→ **WRITTEN TASKS**
**A)** Answer these about the passage on translating Andreas Thomas:
(i) What does the passage name as one of the pleasures of translating?
(ii) What does Andreas Thomas maintain about being a poet?
(iii) What four things have the ancestral sources nourished since time immemorial?
**B)** Write the next part of the passage on translating Andreas Thomas, picking up after its final sentence.

→ **TEXT PASSAGE**
One of the pleasures of translating is the discovery of a new author, unknown not only to you but, by and large, even to the people in his own country. Such an author is Andreas Thomas. While making no claims to being a “poet”, and in fact maintaining quite the opposite, he has felt compelled, nonetheless, to turn to the verse form as the one best suited to his need to express his deeply religious feelings and convictions, both of which have been sorely tried by the contemporary world where the fate of humankind, and thus existence itself, hangs in the balance. It is curious, but people almost instinctively turn to poetry when engaging subjects of such magnitude and importance, comforted and encouraged by its depth and flexibility, its ability to deal in a multifaceted way with the thorniest of metaphysical matters, its intimate sense of belonging, so they are able to feel stir within themselves ancestral and still vital sources that have nourished the oracle, prophecy, divination and revelation in general since time immemorial.

→ **INFORMATION SUPPLIED**
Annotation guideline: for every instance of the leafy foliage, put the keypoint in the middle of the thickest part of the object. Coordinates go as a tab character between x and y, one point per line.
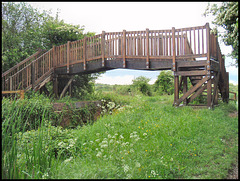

→ **ANSWERS BY TASK**
**A)**
(i) The discovery of a new author, unknown not only to the translator but, by and large, even to the people in his own country.
(ii) He makes no claims to being a "poet" and in fact maintains quite the opposite.
(iii) The oracle, prophecy, divination and revelation in general.

**B)**
“Love Seems to Be Something Like That” is religious in the best sense of the word, in the most fundamental sense of the word. Though intensely concerned with Christian morality and the ethical precepts formulated to guide us surely to the benefits of the “good” life, the writer takes a far more comprehensive view than that, showing a keen interest in the nature of goodness itself and why though we have the example of Christ before is (and other great religious founders as well though none of them are as intimately and humanely involved with human fate as Christ) we seem unable to utilize his teachings and indeed are slipping further and further away from them as we make our way tentatively into the Third Millennium. Again and again in this collection, Andreas Thomas returns to this mysterious predicament: why is it that the human being seems to take such a perverse, if guilt-ridden, delight in actively shunning the good? Life would obviously be easier for us all if we “loved our neighbor” -- and though we have clear instructions on just how to accomplish that we refuse to follow them!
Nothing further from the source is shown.